STATED GOAL —
Copy the lines below word for word, starting at the line that contains "the grassy bank" and continuing through the last line, both ends included.

** Start of ENTRIES SHOWN **

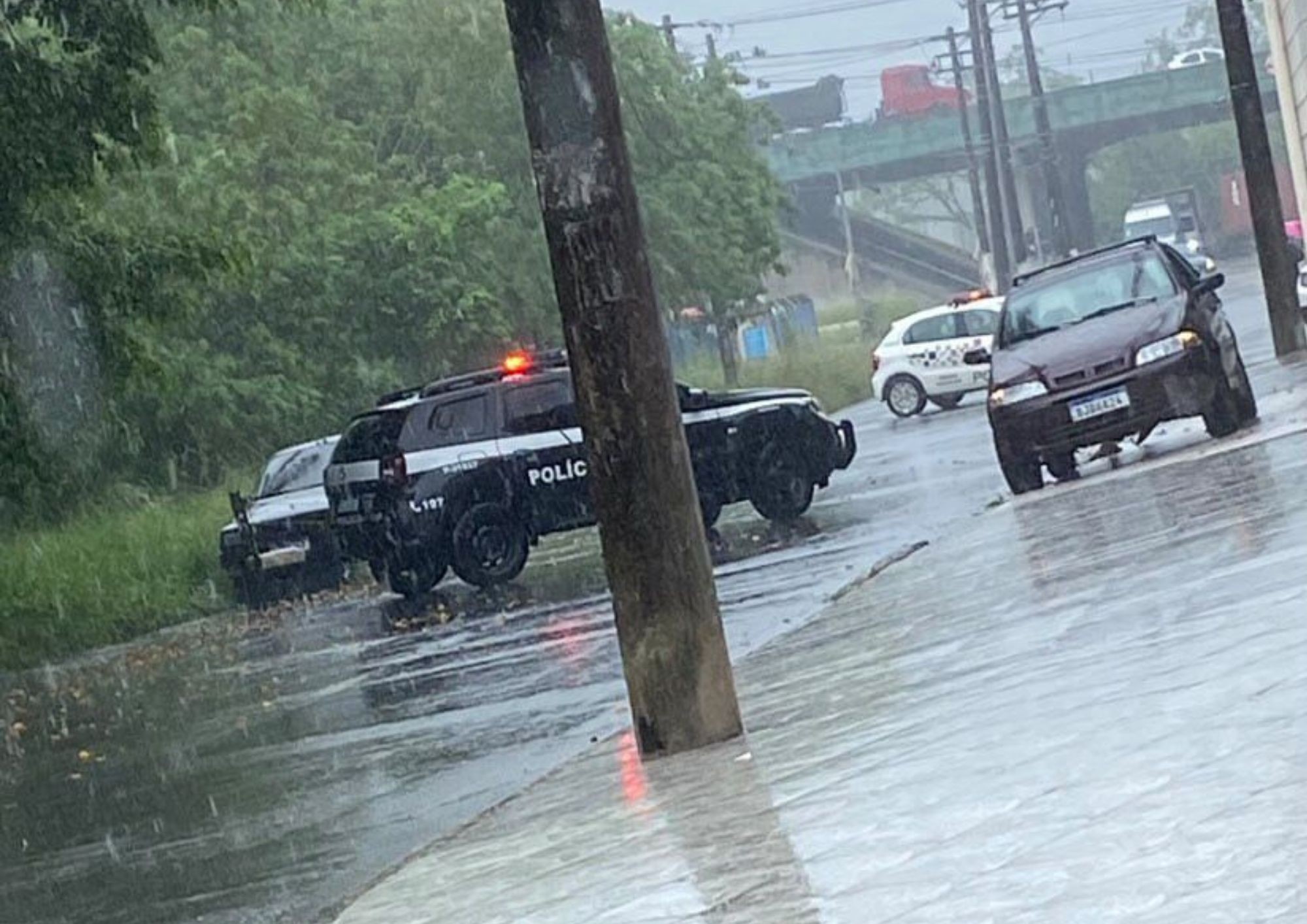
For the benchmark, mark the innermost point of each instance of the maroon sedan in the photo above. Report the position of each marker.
(1106, 347)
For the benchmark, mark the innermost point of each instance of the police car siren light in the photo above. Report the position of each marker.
(518, 363)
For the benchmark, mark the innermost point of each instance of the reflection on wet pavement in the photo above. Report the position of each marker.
(266, 768)
(263, 769)
(968, 740)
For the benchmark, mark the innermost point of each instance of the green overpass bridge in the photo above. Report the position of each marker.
(1085, 120)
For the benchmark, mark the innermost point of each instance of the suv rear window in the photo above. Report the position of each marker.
(539, 407)
(448, 423)
(371, 437)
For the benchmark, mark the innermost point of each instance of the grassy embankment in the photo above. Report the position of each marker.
(109, 576)
(113, 574)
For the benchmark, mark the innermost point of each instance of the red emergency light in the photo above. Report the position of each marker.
(520, 363)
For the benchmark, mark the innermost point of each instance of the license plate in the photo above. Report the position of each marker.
(1097, 406)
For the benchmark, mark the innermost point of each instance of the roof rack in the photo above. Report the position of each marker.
(1125, 245)
(550, 360)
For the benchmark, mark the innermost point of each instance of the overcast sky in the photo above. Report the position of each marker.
(1093, 39)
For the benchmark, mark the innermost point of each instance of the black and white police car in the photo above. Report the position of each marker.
(471, 472)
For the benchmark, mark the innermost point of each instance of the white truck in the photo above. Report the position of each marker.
(1173, 219)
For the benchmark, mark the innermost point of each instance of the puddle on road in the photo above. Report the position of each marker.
(258, 767)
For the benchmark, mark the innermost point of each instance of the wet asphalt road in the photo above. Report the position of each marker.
(266, 769)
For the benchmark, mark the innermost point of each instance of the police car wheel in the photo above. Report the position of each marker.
(782, 489)
(905, 397)
(491, 546)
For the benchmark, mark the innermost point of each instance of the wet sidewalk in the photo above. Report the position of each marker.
(1087, 706)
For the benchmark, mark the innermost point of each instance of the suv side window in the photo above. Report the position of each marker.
(539, 407)
(982, 323)
(452, 423)
(943, 327)
(1183, 270)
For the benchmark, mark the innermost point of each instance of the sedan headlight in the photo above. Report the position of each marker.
(1017, 394)
(1163, 350)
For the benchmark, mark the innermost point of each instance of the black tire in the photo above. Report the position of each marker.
(1063, 467)
(491, 546)
(781, 489)
(1223, 416)
(1021, 470)
(905, 397)
(1246, 398)
(414, 573)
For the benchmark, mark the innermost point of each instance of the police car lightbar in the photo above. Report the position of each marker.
(973, 296)
(520, 363)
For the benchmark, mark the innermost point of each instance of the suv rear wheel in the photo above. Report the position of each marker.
(491, 546)
(782, 489)
(1246, 398)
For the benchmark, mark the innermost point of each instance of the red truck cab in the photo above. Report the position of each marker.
(908, 91)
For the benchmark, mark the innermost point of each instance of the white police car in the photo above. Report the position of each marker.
(921, 359)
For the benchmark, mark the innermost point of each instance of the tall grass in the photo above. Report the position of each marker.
(108, 577)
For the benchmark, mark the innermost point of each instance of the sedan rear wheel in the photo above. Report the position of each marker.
(1223, 415)
(905, 397)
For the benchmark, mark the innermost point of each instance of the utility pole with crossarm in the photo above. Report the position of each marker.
(655, 548)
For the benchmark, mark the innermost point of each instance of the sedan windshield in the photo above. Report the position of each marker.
(1079, 296)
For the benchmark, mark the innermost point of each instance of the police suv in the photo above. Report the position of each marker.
(471, 472)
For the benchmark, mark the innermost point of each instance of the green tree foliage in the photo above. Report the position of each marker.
(273, 215)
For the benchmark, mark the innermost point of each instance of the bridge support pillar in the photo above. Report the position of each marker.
(1080, 214)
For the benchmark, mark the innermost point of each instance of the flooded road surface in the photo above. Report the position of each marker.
(266, 769)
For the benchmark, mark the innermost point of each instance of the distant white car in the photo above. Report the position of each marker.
(922, 357)
(1195, 58)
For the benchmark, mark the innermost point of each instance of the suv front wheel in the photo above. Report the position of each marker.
(1021, 470)
(491, 546)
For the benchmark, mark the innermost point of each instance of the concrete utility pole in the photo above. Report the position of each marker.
(670, 32)
(655, 551)
(973, 165)
(994, 191)
(1048, 148)
(1268, 219)
(987, 67)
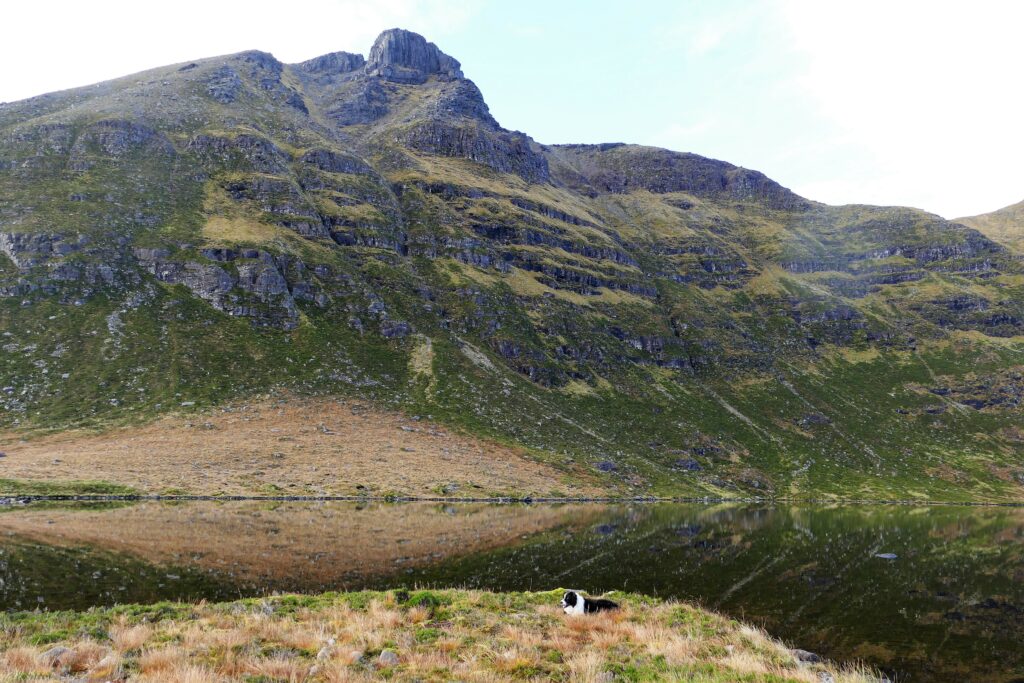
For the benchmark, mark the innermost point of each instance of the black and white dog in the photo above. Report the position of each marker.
(574, 603)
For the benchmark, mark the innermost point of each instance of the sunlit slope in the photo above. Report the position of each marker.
(675, 324)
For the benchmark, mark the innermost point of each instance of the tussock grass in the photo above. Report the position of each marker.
(436, 636)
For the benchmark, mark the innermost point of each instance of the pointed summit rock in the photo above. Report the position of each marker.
(403, 56)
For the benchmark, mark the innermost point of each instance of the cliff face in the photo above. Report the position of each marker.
(237, 224)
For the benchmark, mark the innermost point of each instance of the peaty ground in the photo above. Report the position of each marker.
(398, 636)
(297, 446)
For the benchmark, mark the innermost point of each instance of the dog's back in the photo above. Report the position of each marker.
(600, 604)
(574, 602)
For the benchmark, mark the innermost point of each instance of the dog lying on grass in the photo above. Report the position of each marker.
(574, 603)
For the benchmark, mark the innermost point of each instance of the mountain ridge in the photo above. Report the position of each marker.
(346, 225)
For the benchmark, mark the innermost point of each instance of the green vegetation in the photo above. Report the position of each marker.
(384, 636)
(57, 487)
(676, 324)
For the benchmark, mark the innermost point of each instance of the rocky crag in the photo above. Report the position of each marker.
(349, 225)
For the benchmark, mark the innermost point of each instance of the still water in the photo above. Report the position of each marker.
(925, 594)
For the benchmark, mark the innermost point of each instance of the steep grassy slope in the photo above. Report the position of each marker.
(355, 226)
(1005, 225)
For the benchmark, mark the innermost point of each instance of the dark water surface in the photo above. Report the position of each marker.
(928, 594)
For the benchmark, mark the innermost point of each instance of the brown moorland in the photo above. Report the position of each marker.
(294, 545)
(291, 446)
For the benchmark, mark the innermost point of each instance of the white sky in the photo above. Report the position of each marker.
(903, 101)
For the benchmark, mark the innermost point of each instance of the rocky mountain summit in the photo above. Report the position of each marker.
(349, 225)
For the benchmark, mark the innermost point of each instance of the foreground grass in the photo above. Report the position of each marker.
(424, 635)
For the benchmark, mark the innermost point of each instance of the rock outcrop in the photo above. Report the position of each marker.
(403, 56)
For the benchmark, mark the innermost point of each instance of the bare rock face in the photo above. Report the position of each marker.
(403, 56)
(334, 62)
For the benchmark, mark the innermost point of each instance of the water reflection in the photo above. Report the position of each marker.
(931, 593)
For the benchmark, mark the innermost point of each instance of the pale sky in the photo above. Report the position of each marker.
(901, 101)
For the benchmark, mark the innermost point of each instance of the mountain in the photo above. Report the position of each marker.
(363, 226)
(1005, 225)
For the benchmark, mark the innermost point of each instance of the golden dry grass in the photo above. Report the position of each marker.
(452, 635)
(294, 544)
(299, 446)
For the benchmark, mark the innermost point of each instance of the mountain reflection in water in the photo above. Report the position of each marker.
(930, 593)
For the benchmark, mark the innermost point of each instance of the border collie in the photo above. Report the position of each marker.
(574, 603)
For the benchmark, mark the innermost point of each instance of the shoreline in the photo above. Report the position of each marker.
(23, 499)
(406, 635)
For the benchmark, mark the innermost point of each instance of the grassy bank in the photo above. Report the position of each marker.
(422, 635)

** End of ENTRIES SHOWN **

SOLUTION BELOW —
For the benchmark, mark the innermost point of each instance of the grassy bank in the photo above. Report the position of each marker.
(422, 635)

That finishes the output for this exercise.